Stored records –
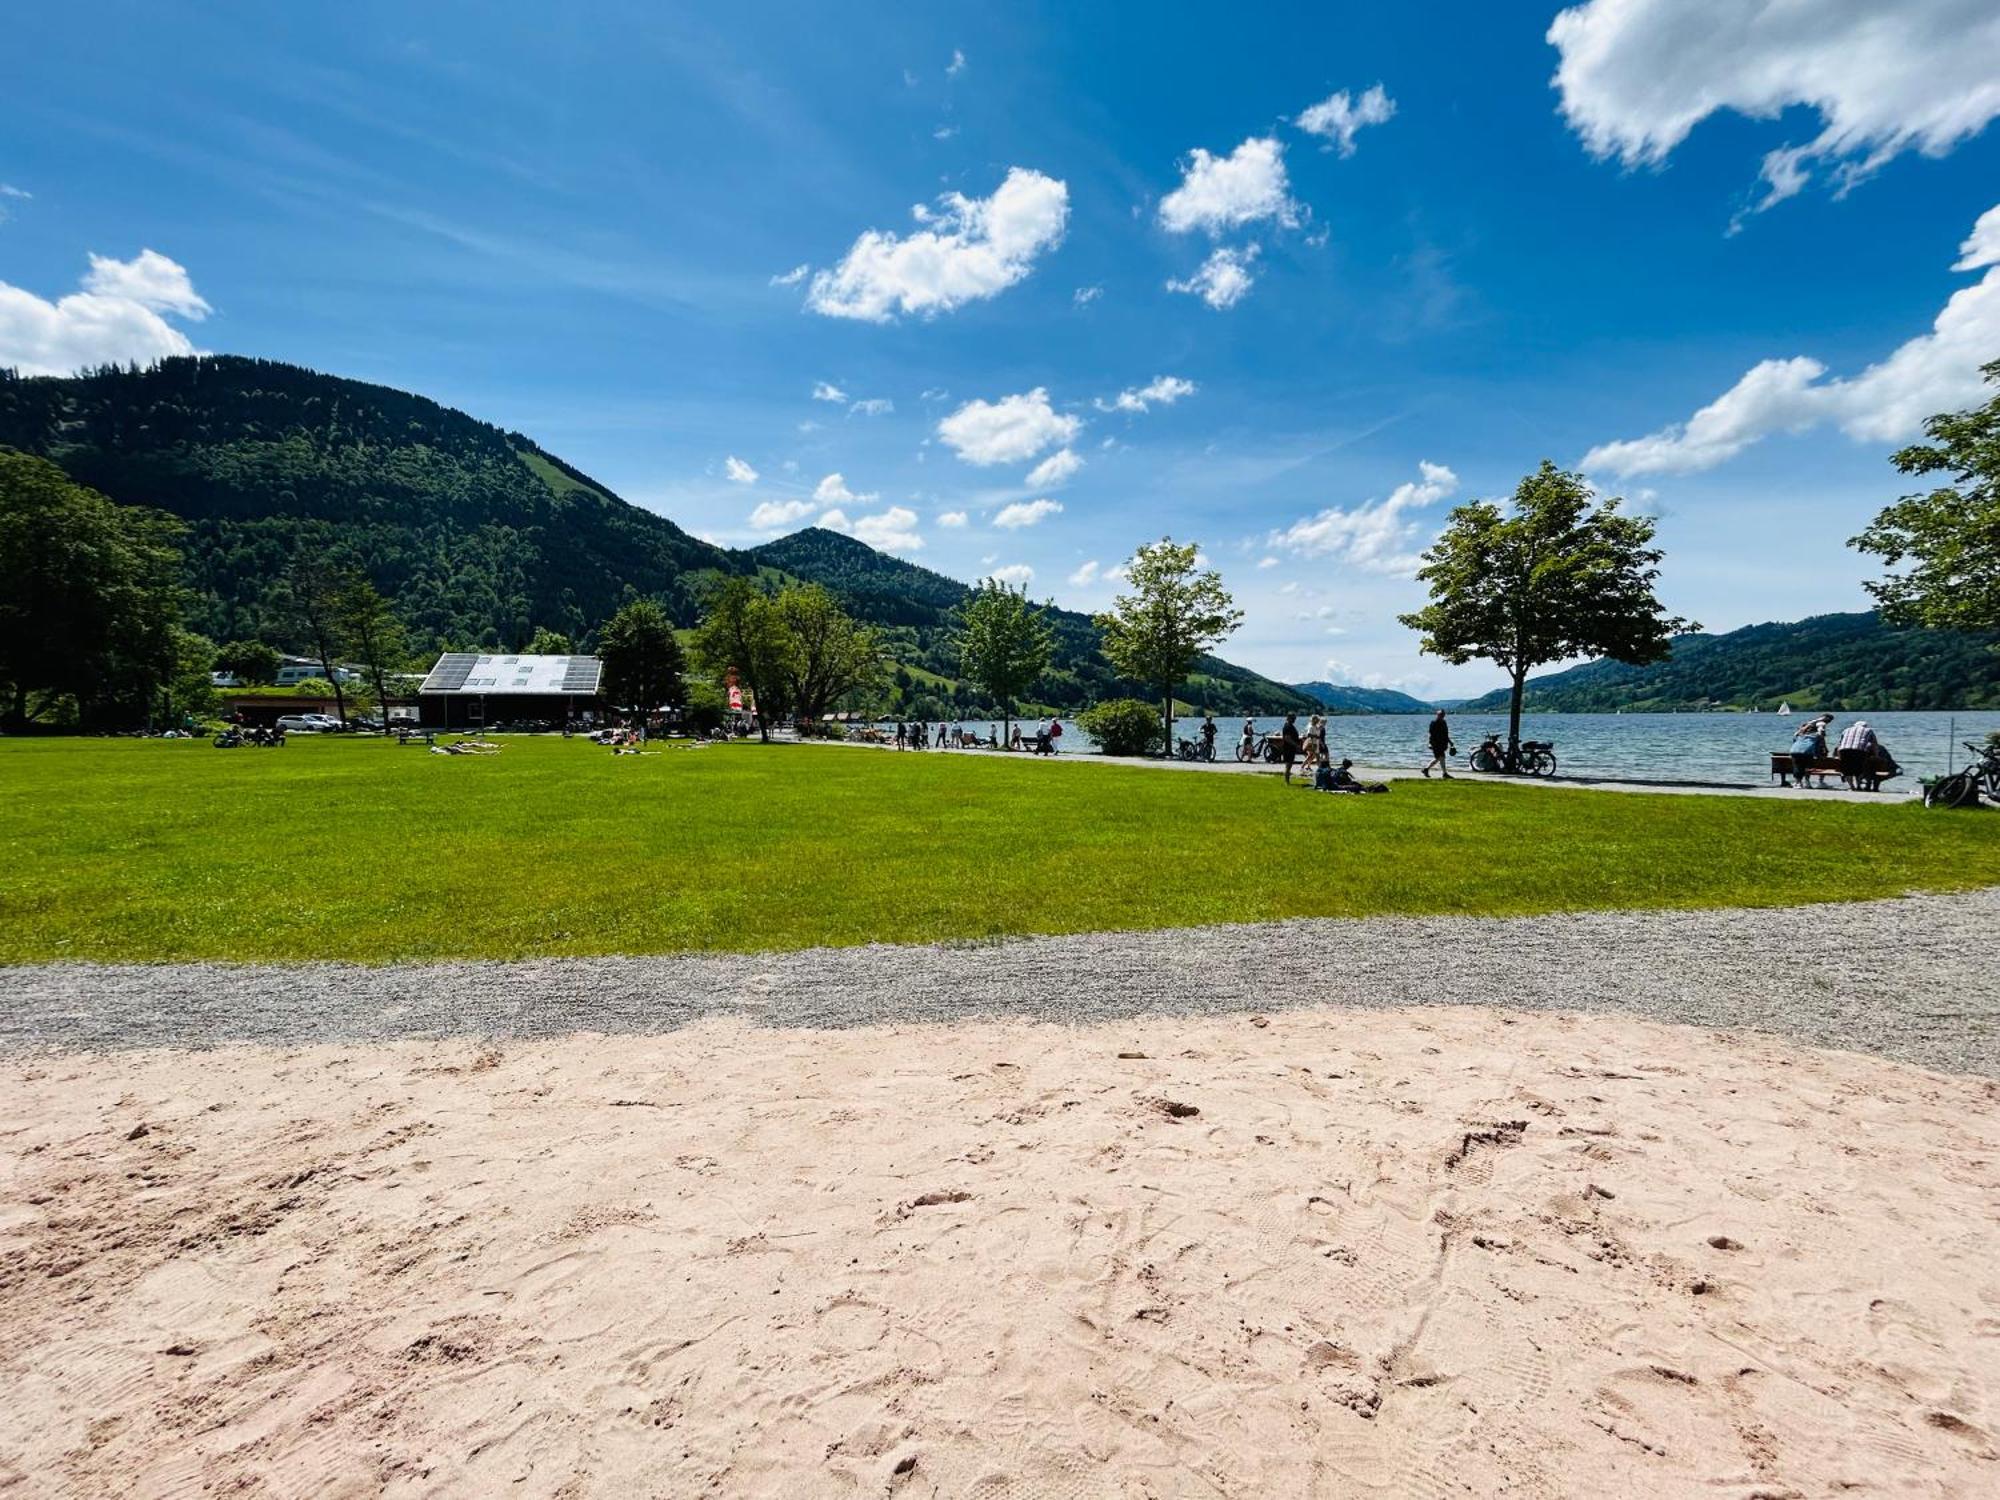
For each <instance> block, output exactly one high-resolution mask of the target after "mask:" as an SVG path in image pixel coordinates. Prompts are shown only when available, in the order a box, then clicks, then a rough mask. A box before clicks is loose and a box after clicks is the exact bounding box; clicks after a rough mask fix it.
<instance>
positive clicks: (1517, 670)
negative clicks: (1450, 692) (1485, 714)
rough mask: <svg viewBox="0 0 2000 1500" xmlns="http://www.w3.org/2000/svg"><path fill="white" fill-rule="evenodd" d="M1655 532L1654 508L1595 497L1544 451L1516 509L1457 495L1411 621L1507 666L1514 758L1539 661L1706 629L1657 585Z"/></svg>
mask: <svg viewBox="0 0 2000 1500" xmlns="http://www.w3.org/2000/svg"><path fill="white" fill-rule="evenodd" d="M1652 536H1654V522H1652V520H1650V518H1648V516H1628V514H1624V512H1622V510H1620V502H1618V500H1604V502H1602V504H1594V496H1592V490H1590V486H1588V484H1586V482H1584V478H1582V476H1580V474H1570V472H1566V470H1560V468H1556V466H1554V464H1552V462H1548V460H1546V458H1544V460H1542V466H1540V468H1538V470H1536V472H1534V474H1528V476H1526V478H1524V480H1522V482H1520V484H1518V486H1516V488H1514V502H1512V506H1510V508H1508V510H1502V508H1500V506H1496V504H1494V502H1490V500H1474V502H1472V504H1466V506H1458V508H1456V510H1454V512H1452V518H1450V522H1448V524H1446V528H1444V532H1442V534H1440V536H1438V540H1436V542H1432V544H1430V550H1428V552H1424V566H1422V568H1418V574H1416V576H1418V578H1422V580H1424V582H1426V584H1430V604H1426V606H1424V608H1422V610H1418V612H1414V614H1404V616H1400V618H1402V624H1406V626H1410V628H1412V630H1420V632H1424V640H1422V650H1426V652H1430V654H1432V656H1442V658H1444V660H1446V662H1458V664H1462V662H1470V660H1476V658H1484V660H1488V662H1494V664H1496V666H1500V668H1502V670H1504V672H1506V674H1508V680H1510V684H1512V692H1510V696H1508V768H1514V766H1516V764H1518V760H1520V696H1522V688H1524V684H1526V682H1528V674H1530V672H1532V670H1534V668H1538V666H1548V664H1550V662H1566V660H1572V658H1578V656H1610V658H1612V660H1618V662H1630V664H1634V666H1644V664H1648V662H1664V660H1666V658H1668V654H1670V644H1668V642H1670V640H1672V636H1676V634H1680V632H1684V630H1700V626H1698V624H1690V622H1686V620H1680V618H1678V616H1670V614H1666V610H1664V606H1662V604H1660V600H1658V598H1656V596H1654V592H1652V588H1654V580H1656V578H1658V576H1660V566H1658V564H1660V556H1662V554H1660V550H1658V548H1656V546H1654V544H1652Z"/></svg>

What you will do – Using the data above, copy each line that contains "instance".

Expected output –
For each <instance> block, output exactly one high-resolution mask of the target after "mask:" as an SVG path in image pixel coordinates. Prompts are shown only when available, in the order a box, then clicks, then a rough mask. A box before clicks is loose and a box after clicks is the exact bounding box; clicks after a rough mask fix it.
<instance>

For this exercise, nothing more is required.